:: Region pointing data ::
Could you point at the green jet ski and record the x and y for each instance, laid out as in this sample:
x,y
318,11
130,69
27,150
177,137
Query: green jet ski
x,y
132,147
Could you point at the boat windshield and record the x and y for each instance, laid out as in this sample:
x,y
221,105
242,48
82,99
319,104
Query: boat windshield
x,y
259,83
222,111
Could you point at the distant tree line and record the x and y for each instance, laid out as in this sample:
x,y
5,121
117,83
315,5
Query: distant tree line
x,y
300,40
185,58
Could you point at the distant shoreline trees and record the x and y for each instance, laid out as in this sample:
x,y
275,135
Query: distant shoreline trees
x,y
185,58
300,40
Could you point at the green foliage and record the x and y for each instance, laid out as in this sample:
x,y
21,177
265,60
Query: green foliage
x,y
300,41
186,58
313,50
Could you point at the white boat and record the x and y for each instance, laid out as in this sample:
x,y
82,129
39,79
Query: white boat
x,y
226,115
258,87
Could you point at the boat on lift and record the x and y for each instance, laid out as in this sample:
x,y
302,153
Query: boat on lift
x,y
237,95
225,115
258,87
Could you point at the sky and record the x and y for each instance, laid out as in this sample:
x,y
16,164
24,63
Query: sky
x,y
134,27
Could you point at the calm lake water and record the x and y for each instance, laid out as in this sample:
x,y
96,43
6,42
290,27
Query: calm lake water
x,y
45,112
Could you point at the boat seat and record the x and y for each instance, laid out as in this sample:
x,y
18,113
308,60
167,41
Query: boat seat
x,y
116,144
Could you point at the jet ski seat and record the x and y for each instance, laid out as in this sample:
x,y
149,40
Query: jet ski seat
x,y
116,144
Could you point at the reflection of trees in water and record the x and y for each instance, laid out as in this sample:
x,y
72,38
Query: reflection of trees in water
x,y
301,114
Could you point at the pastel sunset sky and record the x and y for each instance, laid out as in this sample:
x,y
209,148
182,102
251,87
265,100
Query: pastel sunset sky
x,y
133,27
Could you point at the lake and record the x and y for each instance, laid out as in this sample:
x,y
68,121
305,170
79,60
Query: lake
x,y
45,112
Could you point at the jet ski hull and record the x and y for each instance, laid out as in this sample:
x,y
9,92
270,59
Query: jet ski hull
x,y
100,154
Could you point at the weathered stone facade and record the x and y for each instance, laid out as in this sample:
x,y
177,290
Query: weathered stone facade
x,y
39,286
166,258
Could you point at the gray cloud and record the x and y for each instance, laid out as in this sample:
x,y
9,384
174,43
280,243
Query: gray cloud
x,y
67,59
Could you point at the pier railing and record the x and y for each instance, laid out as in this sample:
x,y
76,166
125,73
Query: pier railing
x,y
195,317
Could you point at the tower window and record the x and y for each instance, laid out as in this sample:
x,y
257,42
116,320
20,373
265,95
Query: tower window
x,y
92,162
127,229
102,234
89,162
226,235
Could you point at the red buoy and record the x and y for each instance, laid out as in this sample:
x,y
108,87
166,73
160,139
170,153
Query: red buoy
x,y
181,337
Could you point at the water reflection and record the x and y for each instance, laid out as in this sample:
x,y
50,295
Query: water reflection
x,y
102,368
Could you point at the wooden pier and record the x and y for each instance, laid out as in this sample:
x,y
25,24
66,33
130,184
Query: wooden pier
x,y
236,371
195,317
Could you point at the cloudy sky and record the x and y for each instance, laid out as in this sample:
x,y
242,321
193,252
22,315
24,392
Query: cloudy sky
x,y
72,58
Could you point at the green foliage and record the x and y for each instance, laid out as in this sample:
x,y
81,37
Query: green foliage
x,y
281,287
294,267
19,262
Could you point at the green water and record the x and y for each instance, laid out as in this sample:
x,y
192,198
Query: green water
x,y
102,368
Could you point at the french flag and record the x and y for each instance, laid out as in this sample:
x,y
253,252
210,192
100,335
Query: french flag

:: Task objective ::
Whatever appears in the data above must be copied word for word.

:: Your response ::
Could you point at the green jet ski and record the x and y for each instance, laid out as in this sample:
x,y
318,11
130,69
27,150
177,137
Query: green jet ski
x,y
132,147
Could you point at the boat windshield and record the x and y for each instance, laid out as in this sample:
x,y
221,105
242,48
82,99
319,104
Query: boat windshield
x,y
259,83
222,111
Could you point at the distant tree line and record the x and y for each instance, laid out as in this sample:
x,y
5,121
117,83
315,5
Query: distant tree line
x,y
300,40
185,58
Could you point at the distant shoreline trees and record the x and y for each instance, laid out as in this sample:
x,y
275,135
Query: distant shoreline trees
x,y
185,58
300,40
Could you point at the green foliage and record the x and y for each instance, laid out as in this sample:
x,y
21,177
265,60
Query: green foliage
x,y
300,41
186,58
313,50
Could you point at the white boat and record the x and y for each instance, laid out as in this sample:
x,y
82,129
39,79
Query: white boat
x,y
226,115
258,87
Could you point at the boat on lift and record the x and y for each instance, laid out as in this sample:
x,y
302,153
Query: boat on lift
x,y
237,95
225,115
258,87
Could you point at the sky and record the x and y for each instance, laid out as in this sample:
x,y
16,164
24,63
Query: sky
x,y
134,27
Could you point at the calm lake water and record the x and y for each instance, laid out as in this sample:
x,y
96,43
6,42
290,27
Query: calm lake water
x,y
45,112
Could you point at the boat seat and record the x and y for each instance, laid out as in this sample:
x,y
18,113
308,60
167,41
Query: boat seat
x,y
116,144
Could you point at the jet ski seat and record the x and y for each instance, laid out as in this sample:
x,y
149,40
Query: jet ski seat
x,y
116,144
Could you point at the reflection of trees in water and record the x and y for each instance, laid out as in this sample:
x,y
72,38
Query: reflection of trees in water
x,y
301,114
Could you point at the pastel sunset sky and record the x and y for each instance, laid out as in this sample:
x,y
209,148
182,102
251,87
265,100
Query: pastel sunset sky
x,y
133,27
Could you point at the lake and record the x and y for each instance, laid out as in this sample:
x,y
68,121
305,170
79,60
Query: lake
x,y
45,112
Could you point at the jet ski hull and record the x and y for each instance, laid out as in this sample:
x,y
9,92
270,59
Query: jet ski hull
x,y
100,154
Could you point at the weathered stone facade and record the x and y for each instance, laid out as in this sample:
x,y
177,290
Query: weathered stone facade
x,y
39,286
166,258
Could you point at the gray cloud and record the x and y for each instance, laid out as in this sample:
x,y
9,384
174,43
280,243
Query: gray cloud
x,y
67,59
Could you point at the pier railing and record the x and y for each instance, laid out as in this sample:
x,y
76,166
125,73
Query: pier railing
x,y
195,317
Could you point at the tower window and record the x and y for each instance, laid out as in this sample:
x,y
257,42
116,320
20,373
265,95
Query: tower window
x,y
92,162
127,229
102,234
89,162
226,235
Could you point at the red buoy and record the x and y for each instance, laid out as in this sample:
x,y
108,87
166,73
160,139
170,153
Query: red buoy
x,y
181,337
Could you point at the water reflection and record the x and y for each instance, laid out as in this sample:
x,y
50,295
Query: water reflection
x,y
102,368
Could you point at the wooden pier and record the x and y for each instance, laid out as in this sample:
x,y
25,24
66,33
130,184
Query: wooden pier
x,y
236,371
195,317
Could you point at the cloudy sky and record the x and y for each instance, laid out as in this sample:
x,y
242,321
193,252
22,315
24,392
Query: cloudy sky
x,y
72,58
Could you point at the green foliage and record the x and y for each instance, laid out as in this sample:
x,y
81,37
Query: green foliage
x,y
281,287
294,267
19,262
Could you point at the green water and record the x and y for each instance, laid out as in this sample:
x,y
192,198
Query: green water
x,y
102,368
Could you point at the french flag and record the x and y for each instance, laid out as in this sample:
x,y
253,252
210,192
100,335
Query: french flag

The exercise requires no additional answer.